Tekst źródłowy:
Ten ostatni uraz, który w 90 proc. przypadków kończy się niestety śmiercią pacjenta, zauważył dr Tomasz Puzio, specjalista radiologii i medycyny obrazowej. Jedyną szansą na uratowanie dziecka - bez otwierania klatki piersiowej, co też mogło skończyć się tragicznie - było zaimplantowanie do aorty stentu wewnątrznaczyniowego.
- To rodzaj elastycznej siateczki wprowadzanej przez pachwinę, która "łata" ścianki uszkodzonego naczynia krwionośnego i wstrzymuje krwotok - wyjaśniają lekarze.
2-centymetrowa dziura w aorcie
Sytuacja Nadii była bardzo trudna, bo rzadko zdarza się, żeby pacjent przeżywał tak rozległy uraz dużego naczynia krwionośnego. Dziewczynka miała rozerwanie ścian aorty na odcinku około 2 centymetrów z rozległym krwawieniem do opłucnej.Lekarze z Lotniczego Pogotowia Ratunkowego, którzy byli na miejscu wypadku, mieli do wyboru dwa szpitale: CZMP albo placówkę w Kielcach. Wybrali ten pierwszy. Do Kielc trafiła natomiast młodsza siostra Nadii, również ciężko ranna.

Dane:
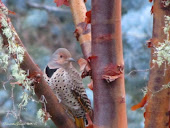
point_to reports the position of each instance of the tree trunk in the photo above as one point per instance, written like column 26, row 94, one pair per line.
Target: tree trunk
column 59, row 116
column 157, row 113
column 107, row 53
column 78, row 10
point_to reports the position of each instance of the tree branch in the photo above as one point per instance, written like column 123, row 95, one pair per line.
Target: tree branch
column 107, row 51
column 78, row 10
column 157, row 113
column 59, row 117
column 46, row 7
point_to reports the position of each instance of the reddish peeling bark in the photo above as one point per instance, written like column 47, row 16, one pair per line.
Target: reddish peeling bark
column 83, row 31
column 59, row 116
column 109, row 98
column 157, row 113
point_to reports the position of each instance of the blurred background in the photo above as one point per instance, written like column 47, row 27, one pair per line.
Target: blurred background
column 43, row 28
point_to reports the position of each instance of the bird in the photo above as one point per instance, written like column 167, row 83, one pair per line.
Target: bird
column 66, row 83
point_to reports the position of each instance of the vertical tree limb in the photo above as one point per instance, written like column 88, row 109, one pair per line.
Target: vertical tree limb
column 107, row 51
column 59, row 117
column 158, row 108
column 78, row 10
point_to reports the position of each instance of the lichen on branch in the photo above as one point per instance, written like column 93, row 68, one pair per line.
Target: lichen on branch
column 162, row 51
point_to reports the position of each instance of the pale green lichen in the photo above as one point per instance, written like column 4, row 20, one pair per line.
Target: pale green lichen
column 3, row 22
column 3, row 9
column 163, row 50
column 15, row 51
column 166, row 3
column 41, row 115
column 145, row 90
column 7, row 32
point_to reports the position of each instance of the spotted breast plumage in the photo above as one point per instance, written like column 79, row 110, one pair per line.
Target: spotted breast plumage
column 66, row 83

Treść zadań:
a. Na jakim odcinku doszło do rozerwania ścian aorty u Nadii według tekstu o leczeniu dziewczynki?
b. Kontynuuj tekst o leczeniu dziewczynki, zaczynając od miejsca po jego ostatnim zdaniu.

Odpowiedzi:
a. Na odcinku około 2 centymetrów.

b.
Zabieg odbył się bez komplikacji
Żeby ratować 13-latkę, medycy wprowadzili stent przez tętnicę udową. Zabieg odbył się bez komplikacji - uszczelniono aortę i uzyskano stabilność hemodynamiczną.Lekarze podkreślają, że zabieg udało się przeprowadzić dzięki współpracy kilku zespołów szpitala i szybkiej pomocy, w tym diagnostyki, i decyzji o zabiegu.